EXERCISE DETAILS
All lines from the one holding "Could you please drop a point on the vaulted" down to the last line of the entries are to be reproduced exactly, with no other lines.

[Saved data entries]
---
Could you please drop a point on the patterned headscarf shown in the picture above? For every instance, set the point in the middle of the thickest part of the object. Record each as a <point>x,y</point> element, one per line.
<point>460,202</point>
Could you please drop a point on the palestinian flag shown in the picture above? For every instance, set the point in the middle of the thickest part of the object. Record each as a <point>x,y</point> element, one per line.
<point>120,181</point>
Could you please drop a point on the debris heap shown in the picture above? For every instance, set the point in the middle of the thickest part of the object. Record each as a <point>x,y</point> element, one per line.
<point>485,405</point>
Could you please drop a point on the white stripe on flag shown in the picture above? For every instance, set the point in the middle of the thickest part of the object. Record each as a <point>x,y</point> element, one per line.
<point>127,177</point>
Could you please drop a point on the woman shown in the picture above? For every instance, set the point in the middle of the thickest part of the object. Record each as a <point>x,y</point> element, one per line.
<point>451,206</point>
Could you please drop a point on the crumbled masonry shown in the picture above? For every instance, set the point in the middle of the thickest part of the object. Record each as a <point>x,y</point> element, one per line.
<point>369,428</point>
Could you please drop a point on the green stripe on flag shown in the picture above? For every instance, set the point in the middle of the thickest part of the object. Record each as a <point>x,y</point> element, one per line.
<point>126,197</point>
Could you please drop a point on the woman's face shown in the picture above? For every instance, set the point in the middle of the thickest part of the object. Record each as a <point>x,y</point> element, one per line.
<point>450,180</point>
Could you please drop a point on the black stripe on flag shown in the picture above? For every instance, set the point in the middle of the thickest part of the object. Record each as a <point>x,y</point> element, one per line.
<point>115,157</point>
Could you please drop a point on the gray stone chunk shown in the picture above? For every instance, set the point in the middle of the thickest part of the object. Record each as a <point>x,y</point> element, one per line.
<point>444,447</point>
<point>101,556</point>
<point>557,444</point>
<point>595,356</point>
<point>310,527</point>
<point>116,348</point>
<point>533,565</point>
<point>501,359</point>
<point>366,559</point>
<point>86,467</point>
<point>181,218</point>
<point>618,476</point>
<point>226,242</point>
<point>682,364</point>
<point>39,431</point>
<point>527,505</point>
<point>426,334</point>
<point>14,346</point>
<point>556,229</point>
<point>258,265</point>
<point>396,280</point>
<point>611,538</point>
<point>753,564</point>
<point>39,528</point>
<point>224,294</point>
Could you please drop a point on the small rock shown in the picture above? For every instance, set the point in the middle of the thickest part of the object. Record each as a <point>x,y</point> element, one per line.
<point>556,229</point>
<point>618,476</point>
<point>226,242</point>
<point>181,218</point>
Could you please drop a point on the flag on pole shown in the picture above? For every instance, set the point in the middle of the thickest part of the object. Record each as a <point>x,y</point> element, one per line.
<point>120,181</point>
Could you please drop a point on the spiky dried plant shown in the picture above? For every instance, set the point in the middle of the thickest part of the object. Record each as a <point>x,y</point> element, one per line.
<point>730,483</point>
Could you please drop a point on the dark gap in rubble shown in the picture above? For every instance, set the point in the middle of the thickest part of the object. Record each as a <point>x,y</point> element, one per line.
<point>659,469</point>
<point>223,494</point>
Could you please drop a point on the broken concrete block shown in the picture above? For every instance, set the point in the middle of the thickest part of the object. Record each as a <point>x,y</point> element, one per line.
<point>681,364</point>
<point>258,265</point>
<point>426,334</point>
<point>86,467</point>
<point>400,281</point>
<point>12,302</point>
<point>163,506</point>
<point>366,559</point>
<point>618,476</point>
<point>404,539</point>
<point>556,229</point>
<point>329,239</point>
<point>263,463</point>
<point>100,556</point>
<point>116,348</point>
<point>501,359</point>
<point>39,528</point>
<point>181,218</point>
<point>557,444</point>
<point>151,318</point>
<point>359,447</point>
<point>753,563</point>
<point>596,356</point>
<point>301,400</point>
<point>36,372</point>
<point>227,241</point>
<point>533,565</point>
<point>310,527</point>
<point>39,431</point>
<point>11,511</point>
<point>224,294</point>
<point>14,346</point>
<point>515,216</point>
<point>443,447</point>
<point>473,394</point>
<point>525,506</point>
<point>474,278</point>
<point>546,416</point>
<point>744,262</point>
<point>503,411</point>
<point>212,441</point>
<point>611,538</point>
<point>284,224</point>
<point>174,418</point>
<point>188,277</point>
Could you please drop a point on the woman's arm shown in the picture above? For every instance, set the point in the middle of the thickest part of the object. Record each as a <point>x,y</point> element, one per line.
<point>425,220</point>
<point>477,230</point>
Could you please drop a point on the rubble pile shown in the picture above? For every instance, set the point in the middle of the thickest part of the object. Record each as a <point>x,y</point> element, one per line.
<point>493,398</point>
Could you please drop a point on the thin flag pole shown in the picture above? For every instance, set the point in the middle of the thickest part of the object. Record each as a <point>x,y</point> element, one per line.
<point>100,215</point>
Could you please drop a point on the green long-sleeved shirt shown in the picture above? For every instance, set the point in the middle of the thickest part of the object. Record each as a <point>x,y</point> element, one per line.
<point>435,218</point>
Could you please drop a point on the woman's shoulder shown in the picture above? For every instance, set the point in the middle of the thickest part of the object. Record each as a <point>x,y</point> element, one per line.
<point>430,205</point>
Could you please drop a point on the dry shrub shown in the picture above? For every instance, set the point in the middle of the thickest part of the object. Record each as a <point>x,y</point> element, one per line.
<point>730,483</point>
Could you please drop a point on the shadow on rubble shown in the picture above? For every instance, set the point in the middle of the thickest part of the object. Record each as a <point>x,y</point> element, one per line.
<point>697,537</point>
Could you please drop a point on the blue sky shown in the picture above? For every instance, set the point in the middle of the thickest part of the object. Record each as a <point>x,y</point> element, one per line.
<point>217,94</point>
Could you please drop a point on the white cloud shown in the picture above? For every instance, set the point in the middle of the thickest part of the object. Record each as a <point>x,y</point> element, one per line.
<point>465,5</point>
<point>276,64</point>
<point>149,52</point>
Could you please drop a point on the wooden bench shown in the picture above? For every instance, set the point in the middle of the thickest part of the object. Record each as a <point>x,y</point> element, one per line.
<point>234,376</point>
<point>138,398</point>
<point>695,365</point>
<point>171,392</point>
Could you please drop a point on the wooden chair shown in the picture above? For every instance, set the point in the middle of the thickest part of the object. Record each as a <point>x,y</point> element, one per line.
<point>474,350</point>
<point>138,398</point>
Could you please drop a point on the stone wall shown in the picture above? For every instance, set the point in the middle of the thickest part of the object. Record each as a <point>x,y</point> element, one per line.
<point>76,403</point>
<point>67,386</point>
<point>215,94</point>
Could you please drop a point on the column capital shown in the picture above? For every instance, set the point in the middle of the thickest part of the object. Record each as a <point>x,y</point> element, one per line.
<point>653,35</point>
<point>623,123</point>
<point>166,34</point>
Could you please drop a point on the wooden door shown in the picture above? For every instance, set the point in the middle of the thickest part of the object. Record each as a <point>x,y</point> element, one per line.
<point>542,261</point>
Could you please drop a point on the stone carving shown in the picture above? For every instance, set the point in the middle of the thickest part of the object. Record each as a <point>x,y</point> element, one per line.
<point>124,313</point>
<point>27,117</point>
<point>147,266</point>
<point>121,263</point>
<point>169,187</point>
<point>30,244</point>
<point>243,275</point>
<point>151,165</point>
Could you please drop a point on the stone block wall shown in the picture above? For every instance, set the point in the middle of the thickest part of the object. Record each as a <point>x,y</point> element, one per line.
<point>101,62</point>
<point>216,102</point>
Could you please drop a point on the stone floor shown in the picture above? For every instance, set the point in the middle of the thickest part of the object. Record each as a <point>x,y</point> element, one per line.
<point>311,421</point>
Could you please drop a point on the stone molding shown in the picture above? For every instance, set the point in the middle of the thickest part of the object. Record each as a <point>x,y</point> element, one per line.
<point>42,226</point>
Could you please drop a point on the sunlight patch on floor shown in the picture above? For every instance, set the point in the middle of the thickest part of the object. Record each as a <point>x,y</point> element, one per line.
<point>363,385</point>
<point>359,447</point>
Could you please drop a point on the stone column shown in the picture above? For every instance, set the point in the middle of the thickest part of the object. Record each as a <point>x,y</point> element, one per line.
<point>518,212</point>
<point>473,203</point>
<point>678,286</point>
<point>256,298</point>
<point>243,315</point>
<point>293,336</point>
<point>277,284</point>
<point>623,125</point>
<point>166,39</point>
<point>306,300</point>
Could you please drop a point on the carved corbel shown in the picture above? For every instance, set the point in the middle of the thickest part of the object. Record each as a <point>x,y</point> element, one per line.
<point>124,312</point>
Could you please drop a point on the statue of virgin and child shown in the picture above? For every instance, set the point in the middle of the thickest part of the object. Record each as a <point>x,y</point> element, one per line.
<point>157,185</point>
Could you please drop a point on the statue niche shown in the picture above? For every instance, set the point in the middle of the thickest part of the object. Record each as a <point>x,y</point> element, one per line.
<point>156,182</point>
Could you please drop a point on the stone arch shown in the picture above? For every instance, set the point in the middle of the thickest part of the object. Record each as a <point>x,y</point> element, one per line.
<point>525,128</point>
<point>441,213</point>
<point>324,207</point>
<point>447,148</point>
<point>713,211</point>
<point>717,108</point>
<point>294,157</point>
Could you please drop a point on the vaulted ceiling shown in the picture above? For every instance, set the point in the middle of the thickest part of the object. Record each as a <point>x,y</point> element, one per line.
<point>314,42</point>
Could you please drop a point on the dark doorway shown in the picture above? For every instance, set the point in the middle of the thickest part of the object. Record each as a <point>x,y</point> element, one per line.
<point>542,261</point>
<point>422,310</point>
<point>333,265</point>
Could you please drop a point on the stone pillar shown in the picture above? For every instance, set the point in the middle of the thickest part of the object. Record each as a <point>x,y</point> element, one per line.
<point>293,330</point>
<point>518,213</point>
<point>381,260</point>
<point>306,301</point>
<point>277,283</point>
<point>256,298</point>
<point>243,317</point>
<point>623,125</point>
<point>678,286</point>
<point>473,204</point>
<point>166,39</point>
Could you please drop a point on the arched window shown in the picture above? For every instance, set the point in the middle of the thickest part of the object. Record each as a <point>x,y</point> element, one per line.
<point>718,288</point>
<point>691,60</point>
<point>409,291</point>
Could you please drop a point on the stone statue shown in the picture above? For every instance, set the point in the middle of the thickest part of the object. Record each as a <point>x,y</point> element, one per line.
---
THE COMPLETED TASK
Could you please drop a point on the vaulted ceiling shown in the picture above? For every instance, set the point in the middle of the thickest part of the object. Record each as a <point>x,y</point> element, one per line.
<point>314,42</point>
Could you please drop a point on the dark doorway shown in the picture above? For every instance, set the point in the middle of the thickest part of the object. Record each as a <point>x,y</point> element, one per line.
<point>542,261</point>
<point>422,310</point>
<point>333,265</point>
Could you please drop a point on the stone pillar shown in the picture above? For every instance, set the point in the middle of the thickest part of the object. Record each as a <point>x,y</point> element, one per line.
<point>293,330</point>
<point>518,213</point>
<point>381,260</point>
<point>306,301</point>
<point>277,283</point>
<point>256,298</point>
<point>243,317</point>
<point>623,125</point>
<point>678,286</point>
<point>473,204</point>
<point>166,39</point>
Could you please drop a point on the arched window shown in the picture above? For every instance, set the point in the middle of the thickest part of the object. Record each as a <point>x,y</point> element, one per line.
<point>718,288</point>
<point>691,60</point>
<point>409,291</point>
Could you please drop a point on the stone statue shown in the picture above? For every instance, set the point in the middle of the thickest part of the object. Record each as a <point>x,y</point> element, one per line.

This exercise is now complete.